- _Prompt_
Transcribe every entry precisely, omitting nothing.

Available records below:

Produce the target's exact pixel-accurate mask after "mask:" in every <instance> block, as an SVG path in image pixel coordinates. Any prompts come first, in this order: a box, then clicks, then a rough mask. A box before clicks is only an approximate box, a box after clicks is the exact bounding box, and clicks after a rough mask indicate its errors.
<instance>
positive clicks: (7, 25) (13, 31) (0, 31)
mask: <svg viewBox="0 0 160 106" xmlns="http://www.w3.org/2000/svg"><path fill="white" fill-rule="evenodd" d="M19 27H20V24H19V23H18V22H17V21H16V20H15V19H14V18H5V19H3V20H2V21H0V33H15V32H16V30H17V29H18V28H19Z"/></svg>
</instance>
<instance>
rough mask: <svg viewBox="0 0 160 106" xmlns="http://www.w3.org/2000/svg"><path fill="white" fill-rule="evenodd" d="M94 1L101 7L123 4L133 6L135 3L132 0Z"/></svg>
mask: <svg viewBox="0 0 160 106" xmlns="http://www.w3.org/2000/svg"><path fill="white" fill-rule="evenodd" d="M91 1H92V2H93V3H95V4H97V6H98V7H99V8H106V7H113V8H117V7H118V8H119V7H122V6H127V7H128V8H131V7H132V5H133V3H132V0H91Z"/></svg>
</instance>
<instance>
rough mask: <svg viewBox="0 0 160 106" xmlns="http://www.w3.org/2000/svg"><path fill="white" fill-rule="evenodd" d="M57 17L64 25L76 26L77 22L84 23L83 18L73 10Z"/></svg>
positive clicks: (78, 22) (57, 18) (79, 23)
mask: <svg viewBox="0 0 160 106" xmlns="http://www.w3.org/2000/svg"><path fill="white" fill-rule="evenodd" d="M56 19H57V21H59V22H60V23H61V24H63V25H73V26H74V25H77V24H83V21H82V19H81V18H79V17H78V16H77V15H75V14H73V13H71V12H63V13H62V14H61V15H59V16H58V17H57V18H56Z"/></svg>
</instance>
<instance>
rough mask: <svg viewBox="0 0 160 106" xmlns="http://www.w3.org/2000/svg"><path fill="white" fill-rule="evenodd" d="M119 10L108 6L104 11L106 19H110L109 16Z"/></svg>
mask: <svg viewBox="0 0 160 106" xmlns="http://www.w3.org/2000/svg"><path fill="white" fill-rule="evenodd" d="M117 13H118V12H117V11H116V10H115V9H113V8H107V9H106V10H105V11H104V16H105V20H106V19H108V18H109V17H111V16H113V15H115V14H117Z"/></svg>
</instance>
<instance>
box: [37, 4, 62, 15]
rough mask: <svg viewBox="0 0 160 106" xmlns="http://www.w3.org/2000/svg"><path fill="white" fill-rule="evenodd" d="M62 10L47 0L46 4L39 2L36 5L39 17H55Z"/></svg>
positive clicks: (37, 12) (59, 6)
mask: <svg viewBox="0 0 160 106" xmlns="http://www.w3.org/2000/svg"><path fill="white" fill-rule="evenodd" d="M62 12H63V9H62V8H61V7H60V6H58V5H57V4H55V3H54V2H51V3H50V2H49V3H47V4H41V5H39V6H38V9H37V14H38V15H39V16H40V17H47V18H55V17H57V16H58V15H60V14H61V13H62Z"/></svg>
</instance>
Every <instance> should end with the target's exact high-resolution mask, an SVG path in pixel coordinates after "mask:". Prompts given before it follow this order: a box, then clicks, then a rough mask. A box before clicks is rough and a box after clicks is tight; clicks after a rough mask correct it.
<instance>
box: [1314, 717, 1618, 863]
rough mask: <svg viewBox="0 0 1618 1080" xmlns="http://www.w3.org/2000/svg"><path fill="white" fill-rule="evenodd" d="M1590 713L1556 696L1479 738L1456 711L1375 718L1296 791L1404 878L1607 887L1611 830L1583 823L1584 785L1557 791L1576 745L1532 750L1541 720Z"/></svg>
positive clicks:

End of Available records.

- _Task output_
Produce the target's exact pixel-accurate mask after "mask:" in every <instance> block, as an SVG path in image pixel coordinates. Any prompts come first, in this order: a box, then clicks, then a rough mask. A box before clicks is only an approximate box, a box after clicks is the exact bounding box, and clicks after a rough mask indicate its errors.
<instance>
positive clicks: (7, 25) (13, 31) (0, 31)
mask: <svg viewBox="0 0 160 106" xmlns="http://www.w3.org/2000/svg"><path fill="white" fill-rule="evenodd" d="M19 27H20V24H19V23H18V22H17V21H16V20H15V19H14V18H5V19H3V20H2V21H0V33H15V32H16V30H17V29H18V28H19Z"/></svg>
</instance>
<instance>
rough mask: <svg viewBox="0 0 160 106" xmlns="http://www.w3.org/2000/svg"><path fill="white" fill-rule="evenodd" d="M94 1L101 7L123 4L133 6L135 3L132 0Z"/></svg>
mask: <svg viewBox="0 0 160 106" xmlns="http://www.w3.org/2000/svg"><path fill="white" fill-rule="evenodd" d="M91 1H92V2H93V3H95V4H97V6H98V7H99V8H106V7H113V8H117V7H118V8H119V7H122V6H127V7H128V8H131V7H132V5H133V3H132V0H91Z"/></svg>
</instance>
<instance>
rough mask: <svg viewBox="0 0 160 106" xmlns="http://www.w3.org/2000/svg"><path fill="white" fill-rule="evenodd" d="M57 17L64 25L76 26L77 22L84 23L83 18L73 10Z"/></svg>
positive clicks: (78, 22) (57, 18) (79, 23)
mask: <svg viewBox="0 0 160 106" xmlns="http://www.w3.org/2000/svg"><path fill="white" fill-rule="evenodd" d="M56 19H57V21H59V22H60V23H61V24H63V25H73V26H74V25H77V24H83V21H82V19H81V18H79V17H78V16H77V15H75V14H73V13H71V12H63V13H62V14H61V15H59V16H58V17H57V18H56Z"/></svg>
</instance>
<instance>
rough mask: <svg viewBox="0 0 160 106" xmlns="http://www.w3.org/2000/svg"><path fill="white" fill-rule="evenodd" d="M119 10L108 6L104 11L106 19H110L109 16Z"/></svg>
mask: <svg viewBox="0 0 160 106" xmlns="http://www.w3.org/2000/svg"><path fill="white" fill-rule="evenodd" d="M117 13H118V12H117V11H116V10H115V9H113V8H107V9H106V10H105V11H104V16H105V20H106V19H108V18H109V17H111V16H113V15H115V14H117Z"/></svg>
</instance>
<instance>
box: [37, 4, 62, 15]
rough mask: <svg viewBox="0 0 160 106" xmlns="http://www.w3.org/2000/svg"><path fill="white" fill-rule="evenodd" d="M62 10L47 0L46 4L39 2L36 5L39 17H55Z"/></svg>
positive clicks: (37, 12) (59, 6)
mask: <svg viewBox="0 0 160 106" xmlns="http://www.w3.org/2000/svg"><path fill="white" fill-rule="evenodd" d="M62 12H63V9H62V8H61V7H60V6H58V5H57V4H55V3H54V2H51V3H50V2H49V3H47V4H41V5H39V6H38V9H37V14H38V15H39V16H40V17H47V18H55V17H57V16H58V15H60V14H61V13H62Z"/></svg>
</instance>
Every <instance> should end with the target's exact high-resolution mask, an SVG path in pixel coordinates after "mask:". Prompts given before it follow this order: a box, then clicks, then a rough mask. A box before clicks is rough and a box after clicks is tight; clicks after a rough mask correct it.
<instance>
box: [1314, 717, 1618, 863]
rough mask: <svg viewBox="0 0 1618 1080" xmlns="http://www.w3.org/2000/svg"><path fill="white" fill-rule="evenodd" d="M1590 713L1556 696L1479 738L1456 711L1375 718L1296 791L1404 878L1607 887L1611 830L1583 823L1584 785L1557 791L1576 745L1532 750L1541 720Z"/></svg>
positive clicks:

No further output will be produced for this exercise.